WRITTEN TASK A: Decide whether each of the statements (i) to (iii) agrees with the text on child soldiers in Uganda. Answer yes or no for each, quoting the deciding words of the text. (i) Faith spent sixteen months in captivity. (ii) Alice Lakwena founded a group under the name Lord's Resistance Army. (iii) Faith would like to become a doctor.

** BEGIN TEXT EXCERPT **

Today Faith (seen below with her father) is a lively young woman - "call me on my mobile phone" - who has started going to school again. She would like to make teaching her career. She is also an enthusiastic supporter of World Vision's drama group. Her plays have one central message: "Don't ostracise child soldiers, instead welcome us back into the community when we return from the bush". Faith is speaking from experience. When she returned home after sixteen months in captivity her father (her mother had been killed by the rebels in the meantime) could not believe that it was his daughter standing in front of him. "She looked like a dog, she was injured all over, I didn't recognise her". But disgust quickly gave way to outpourings of joy. "We all wept because we were so happy to have her back", David Kitara recalls. Other children were less fortunate. Their parents turned them away.

Faith and her father

A conversation with Samuel, the child psychologist with World Vision, put me off food for the whole day. He showed me drawings (left) done by the children in which they try to come to terms with their trauma. He tells me about pregnant women whose stomachs were split open and of children forced to play volleyball with decapitated heads.

Drawing by Faith

What is the Lord's Resistance Army and why does it take such malicious delight in raiding schools and villages and maltreating children in the worst manner imaginable? In the mid-1980s, one Alice Lakwena founded a pseudo-Christian sect called Holy Spirit Movement. When Yoweri Museveni came power, members of the opposition gravitated towards this sect. Then one day it was outside the gates of Jinja, two hours by car from the capital Kampala. In the meantime the gang -- by now numbering some 2000 rebels -- had changed its name to Lord's Resistance Army. It is led by a psychopath called Joseph Kony who wants to topple the government and replace the established order with a new Uganda based on the ten Commandments. Is it perverse, cynical or just plain mad that a man of God so brazenly transgresses the admonition "Thou shalt not kill!" ?

** END TEXT EXCERPT **
** BEGIN DATASET EXCERPTS **

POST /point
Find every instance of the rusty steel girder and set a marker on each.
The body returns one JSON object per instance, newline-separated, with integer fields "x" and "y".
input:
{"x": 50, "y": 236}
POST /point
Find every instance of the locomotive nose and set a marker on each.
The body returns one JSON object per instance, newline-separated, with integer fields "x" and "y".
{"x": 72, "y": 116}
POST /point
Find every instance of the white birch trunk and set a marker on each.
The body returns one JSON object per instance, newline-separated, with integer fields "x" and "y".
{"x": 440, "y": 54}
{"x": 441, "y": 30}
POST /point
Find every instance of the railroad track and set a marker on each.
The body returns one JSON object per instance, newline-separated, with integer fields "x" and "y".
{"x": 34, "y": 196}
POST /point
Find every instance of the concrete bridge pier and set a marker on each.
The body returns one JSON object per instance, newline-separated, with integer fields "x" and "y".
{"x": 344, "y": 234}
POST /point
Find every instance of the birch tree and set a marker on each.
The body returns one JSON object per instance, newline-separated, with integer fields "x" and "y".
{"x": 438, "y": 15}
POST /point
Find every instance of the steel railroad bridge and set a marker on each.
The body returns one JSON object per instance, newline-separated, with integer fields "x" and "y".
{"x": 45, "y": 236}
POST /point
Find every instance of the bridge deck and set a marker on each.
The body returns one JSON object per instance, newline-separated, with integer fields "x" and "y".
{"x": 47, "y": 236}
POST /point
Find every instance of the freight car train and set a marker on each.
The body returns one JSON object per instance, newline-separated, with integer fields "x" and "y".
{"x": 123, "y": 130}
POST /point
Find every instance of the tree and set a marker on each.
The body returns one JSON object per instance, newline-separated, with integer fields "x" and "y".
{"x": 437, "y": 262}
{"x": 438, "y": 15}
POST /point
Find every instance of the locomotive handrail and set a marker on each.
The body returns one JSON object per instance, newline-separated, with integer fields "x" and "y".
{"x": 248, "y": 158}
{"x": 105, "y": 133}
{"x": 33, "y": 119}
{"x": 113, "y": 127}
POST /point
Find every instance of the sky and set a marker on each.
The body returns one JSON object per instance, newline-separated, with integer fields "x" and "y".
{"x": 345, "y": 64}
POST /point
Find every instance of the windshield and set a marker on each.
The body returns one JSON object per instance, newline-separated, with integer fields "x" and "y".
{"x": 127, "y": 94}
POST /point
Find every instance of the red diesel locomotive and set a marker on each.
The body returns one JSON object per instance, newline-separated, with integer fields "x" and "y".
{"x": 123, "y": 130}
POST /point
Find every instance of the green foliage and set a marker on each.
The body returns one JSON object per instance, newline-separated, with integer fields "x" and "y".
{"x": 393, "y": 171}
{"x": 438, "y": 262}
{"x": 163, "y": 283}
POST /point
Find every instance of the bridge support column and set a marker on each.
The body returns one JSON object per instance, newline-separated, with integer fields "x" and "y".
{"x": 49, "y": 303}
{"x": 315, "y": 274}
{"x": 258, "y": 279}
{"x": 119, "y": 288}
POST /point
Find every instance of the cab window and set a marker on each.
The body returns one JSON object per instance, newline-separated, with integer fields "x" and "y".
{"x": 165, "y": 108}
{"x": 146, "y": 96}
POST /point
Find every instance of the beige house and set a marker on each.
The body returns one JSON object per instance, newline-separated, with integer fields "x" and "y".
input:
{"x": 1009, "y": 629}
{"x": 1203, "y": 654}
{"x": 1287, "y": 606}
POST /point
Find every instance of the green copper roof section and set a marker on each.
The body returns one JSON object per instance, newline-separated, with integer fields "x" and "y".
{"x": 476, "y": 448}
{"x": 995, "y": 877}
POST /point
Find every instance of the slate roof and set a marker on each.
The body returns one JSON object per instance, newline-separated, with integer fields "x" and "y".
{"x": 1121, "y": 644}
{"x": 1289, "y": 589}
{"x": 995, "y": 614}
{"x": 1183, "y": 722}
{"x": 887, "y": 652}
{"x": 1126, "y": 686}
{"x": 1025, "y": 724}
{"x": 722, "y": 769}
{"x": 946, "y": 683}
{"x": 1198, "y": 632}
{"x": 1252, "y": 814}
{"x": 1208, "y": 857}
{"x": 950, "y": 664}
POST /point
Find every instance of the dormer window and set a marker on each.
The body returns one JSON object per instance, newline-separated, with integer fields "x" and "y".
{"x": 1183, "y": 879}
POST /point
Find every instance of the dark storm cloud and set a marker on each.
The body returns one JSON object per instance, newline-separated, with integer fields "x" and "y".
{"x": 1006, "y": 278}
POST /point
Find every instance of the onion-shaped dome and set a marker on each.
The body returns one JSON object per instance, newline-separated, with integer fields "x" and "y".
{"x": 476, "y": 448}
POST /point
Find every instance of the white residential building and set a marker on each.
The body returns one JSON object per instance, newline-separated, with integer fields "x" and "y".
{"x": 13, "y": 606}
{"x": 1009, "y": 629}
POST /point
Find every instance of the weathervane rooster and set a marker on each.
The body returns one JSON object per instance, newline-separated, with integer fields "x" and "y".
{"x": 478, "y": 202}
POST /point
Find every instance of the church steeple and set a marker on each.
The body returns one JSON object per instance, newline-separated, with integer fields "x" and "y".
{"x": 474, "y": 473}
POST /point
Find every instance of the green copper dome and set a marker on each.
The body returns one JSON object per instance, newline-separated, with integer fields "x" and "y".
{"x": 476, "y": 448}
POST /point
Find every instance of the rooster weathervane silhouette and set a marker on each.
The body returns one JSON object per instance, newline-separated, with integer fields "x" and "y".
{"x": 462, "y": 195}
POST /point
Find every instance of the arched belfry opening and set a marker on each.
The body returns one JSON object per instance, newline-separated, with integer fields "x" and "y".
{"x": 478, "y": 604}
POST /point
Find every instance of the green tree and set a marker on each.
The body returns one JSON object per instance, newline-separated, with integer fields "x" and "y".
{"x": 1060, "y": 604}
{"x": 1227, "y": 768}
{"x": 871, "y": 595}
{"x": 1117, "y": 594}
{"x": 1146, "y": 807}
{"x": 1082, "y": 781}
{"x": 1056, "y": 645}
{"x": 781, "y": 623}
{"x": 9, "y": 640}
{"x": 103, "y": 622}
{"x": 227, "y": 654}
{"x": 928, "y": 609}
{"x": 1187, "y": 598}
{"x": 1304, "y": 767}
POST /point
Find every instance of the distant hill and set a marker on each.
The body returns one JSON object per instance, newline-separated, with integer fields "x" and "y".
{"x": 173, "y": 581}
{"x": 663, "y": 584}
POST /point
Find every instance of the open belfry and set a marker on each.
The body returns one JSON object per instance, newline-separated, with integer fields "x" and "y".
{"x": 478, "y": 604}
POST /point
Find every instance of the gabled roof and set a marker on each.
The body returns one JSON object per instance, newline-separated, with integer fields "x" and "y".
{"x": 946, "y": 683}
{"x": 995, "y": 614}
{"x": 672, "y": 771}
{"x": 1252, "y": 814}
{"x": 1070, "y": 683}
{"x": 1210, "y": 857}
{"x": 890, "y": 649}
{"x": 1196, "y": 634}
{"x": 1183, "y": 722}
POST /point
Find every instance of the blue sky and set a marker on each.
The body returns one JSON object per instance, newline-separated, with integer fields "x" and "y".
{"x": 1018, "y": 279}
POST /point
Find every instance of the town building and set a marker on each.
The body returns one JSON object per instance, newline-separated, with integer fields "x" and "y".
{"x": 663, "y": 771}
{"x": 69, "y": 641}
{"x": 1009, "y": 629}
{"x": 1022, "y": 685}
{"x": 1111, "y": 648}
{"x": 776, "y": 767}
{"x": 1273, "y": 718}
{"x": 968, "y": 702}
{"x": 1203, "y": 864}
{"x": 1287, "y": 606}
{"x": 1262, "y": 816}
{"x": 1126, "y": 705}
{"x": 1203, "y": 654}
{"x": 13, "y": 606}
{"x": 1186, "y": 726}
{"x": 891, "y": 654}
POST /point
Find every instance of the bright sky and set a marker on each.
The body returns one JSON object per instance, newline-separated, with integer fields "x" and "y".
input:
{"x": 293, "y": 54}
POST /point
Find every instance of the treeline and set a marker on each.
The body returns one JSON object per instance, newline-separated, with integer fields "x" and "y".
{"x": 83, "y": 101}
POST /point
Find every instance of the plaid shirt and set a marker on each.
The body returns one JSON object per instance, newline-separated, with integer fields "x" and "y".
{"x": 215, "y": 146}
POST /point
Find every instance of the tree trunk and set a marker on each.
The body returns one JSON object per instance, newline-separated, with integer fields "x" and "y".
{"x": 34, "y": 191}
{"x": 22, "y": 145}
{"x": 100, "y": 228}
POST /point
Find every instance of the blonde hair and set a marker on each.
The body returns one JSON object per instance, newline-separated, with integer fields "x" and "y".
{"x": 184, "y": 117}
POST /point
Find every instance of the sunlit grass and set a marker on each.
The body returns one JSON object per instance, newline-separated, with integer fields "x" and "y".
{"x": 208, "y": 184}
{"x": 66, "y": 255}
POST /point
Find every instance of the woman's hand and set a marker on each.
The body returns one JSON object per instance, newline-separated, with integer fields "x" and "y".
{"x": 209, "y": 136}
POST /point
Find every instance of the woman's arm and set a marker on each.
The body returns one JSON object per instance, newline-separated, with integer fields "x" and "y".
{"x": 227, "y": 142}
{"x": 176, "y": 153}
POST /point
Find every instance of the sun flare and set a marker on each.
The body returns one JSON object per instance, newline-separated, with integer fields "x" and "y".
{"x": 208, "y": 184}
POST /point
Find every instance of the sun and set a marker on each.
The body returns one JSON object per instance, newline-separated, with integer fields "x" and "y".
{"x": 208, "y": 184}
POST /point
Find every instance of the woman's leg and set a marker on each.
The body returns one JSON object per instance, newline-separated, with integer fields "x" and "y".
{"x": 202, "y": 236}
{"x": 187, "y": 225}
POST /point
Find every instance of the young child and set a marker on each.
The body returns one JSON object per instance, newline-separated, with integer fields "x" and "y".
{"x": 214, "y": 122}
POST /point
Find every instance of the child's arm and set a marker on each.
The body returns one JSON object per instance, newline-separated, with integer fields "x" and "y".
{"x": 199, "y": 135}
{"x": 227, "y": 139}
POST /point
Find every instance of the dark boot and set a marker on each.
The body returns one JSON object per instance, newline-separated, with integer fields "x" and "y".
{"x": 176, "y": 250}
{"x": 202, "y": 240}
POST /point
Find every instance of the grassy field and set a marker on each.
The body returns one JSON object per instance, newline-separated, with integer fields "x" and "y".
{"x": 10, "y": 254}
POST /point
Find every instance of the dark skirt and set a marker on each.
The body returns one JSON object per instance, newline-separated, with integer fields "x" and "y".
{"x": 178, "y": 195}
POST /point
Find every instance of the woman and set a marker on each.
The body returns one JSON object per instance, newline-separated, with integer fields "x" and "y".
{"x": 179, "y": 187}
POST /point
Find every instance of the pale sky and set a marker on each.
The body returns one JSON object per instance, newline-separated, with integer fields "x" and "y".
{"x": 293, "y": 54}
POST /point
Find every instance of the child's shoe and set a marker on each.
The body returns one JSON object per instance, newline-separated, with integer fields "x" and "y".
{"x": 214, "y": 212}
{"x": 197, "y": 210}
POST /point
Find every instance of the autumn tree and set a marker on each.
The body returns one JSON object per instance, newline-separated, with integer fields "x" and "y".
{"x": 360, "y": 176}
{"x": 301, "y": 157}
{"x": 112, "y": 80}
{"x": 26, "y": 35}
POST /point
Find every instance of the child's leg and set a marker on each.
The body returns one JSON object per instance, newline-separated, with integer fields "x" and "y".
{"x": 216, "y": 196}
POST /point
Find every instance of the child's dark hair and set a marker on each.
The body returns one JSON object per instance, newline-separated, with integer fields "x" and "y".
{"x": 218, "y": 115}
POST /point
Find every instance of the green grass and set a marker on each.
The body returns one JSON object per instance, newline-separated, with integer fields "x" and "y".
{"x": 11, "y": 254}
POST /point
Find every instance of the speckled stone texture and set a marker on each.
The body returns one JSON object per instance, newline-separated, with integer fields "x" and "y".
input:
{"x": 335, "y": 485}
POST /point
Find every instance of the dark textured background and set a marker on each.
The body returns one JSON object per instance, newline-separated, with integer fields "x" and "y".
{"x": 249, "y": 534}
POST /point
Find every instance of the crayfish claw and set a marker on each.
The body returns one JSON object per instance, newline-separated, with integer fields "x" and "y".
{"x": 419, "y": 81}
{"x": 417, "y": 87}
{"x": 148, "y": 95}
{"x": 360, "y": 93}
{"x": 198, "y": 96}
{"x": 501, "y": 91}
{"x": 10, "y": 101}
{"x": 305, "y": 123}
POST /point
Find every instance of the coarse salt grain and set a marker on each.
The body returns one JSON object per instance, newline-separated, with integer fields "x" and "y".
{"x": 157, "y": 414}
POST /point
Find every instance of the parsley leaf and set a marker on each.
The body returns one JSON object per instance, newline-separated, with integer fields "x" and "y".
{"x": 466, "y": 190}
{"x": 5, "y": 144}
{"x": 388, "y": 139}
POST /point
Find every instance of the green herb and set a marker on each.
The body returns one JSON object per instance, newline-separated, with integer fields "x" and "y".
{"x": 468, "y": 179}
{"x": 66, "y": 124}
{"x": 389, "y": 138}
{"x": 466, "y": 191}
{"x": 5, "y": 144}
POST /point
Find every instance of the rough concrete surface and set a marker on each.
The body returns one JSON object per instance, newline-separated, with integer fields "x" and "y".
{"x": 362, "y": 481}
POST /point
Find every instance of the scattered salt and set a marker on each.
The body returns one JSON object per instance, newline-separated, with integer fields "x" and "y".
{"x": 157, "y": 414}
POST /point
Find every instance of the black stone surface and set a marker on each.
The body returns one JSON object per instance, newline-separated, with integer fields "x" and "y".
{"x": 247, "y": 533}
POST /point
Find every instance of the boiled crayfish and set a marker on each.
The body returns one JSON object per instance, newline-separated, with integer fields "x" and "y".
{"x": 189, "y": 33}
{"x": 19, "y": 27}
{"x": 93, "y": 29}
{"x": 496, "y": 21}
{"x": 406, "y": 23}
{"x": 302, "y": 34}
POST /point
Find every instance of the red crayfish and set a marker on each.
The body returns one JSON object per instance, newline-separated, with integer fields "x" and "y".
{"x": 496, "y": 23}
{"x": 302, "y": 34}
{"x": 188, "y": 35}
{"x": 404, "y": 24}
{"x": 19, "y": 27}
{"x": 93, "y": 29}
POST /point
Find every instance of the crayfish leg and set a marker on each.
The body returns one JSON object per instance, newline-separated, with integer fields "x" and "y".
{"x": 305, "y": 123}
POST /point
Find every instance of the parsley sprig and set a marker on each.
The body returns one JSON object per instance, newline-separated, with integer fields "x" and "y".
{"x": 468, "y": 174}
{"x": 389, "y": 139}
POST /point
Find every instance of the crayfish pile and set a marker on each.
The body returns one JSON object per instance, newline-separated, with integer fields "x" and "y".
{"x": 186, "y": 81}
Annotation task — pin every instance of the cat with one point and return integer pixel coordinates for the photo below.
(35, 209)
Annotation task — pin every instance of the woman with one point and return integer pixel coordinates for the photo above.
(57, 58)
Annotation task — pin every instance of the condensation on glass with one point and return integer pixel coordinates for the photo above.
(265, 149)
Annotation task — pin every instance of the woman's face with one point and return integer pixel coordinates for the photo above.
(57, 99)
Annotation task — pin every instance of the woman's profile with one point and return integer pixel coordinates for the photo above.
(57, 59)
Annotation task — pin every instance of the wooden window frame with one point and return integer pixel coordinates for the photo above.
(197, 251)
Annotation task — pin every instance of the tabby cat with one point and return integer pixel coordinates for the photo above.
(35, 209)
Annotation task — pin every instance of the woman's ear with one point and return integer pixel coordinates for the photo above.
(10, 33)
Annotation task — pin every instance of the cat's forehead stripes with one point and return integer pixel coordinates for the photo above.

** END DATASET EXCERPTS **

WRITTEN TASK B: Set out as a numbered list the stretch of the listing from the line containing "Annotation task — pin every instance of the woman's face" through the end of the listing, leaving out any blank lines.

EXERCISE OUTPUT A:
(i) Yes: "When she returned home after sixteen months in captivity"
(ii) No: "In the mid-1980s, one Alice Lakwena founded a pseudo-Christian sect called Holy Spirit Movement."
(iii) No: "She would like to make teaching her career."

EXERCISE OUTPUT B:
1. Annotation task — pin every instance of the woman's face with one point and return integer pixel coordinates for the photo above.
2. (57, 99)
3. Annotation task — pin every instance of the woman's profile with one point and return integer pixel coordinates for the photo above.
4. (57, 59)
5. Annotation task — pin every instance of the wooden window frame with one point and return integer pixel coordinates for the photo above.
6. (197, 251)
7. Annotation task — pin every instance of the tabby cat with one point and return integer pixel coordinates for the photo above.
8. (35, 209)
9. Annotation task — pin every instance of the woman's ear with one point and return integer pixel coordinates for the photo above.
10. (10, 33)
11. Annotation task — pin every instance of the cat's forehead stripes with one point and return integer pixel coordinates for the photo above.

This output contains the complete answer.